# What to do
Which lines of the listing below contain the string "Target"? Pull out each matching line, treating uppercase and lowercase as different.

# The input
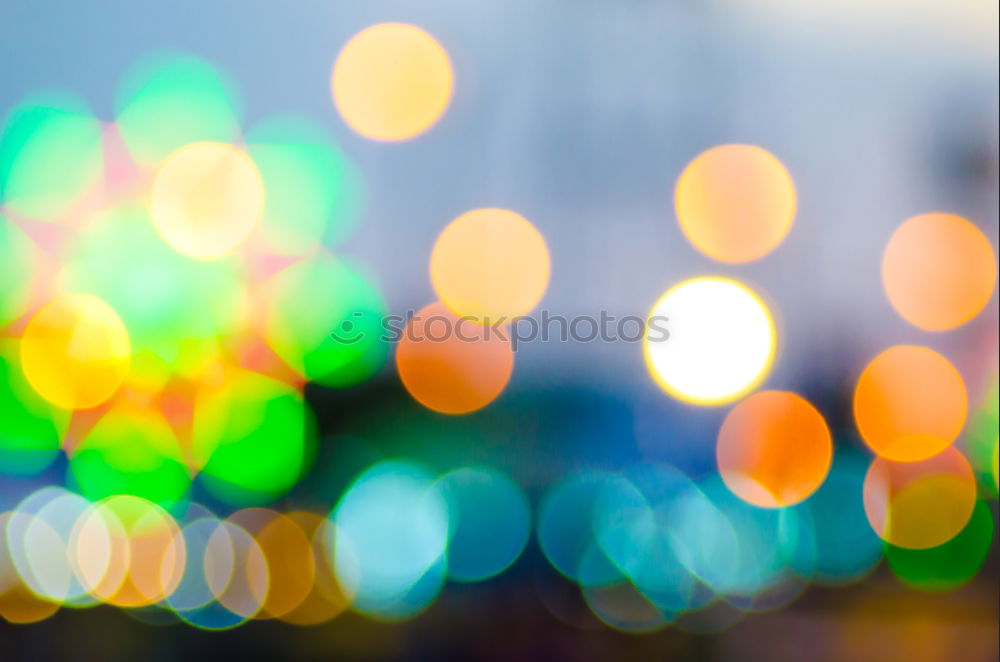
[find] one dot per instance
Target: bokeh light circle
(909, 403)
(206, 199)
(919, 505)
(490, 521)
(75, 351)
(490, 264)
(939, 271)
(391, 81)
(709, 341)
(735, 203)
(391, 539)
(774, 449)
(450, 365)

--

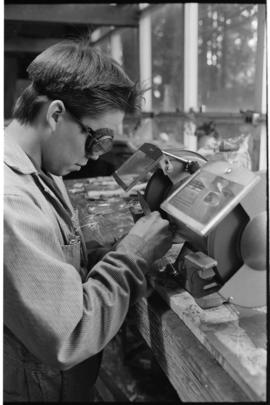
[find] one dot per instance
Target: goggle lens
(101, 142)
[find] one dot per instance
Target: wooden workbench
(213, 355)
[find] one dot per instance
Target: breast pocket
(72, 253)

# Full answer
Target: bokeh light circle
Target: goggle lens
Target: wooden workbench
Target: breast pocket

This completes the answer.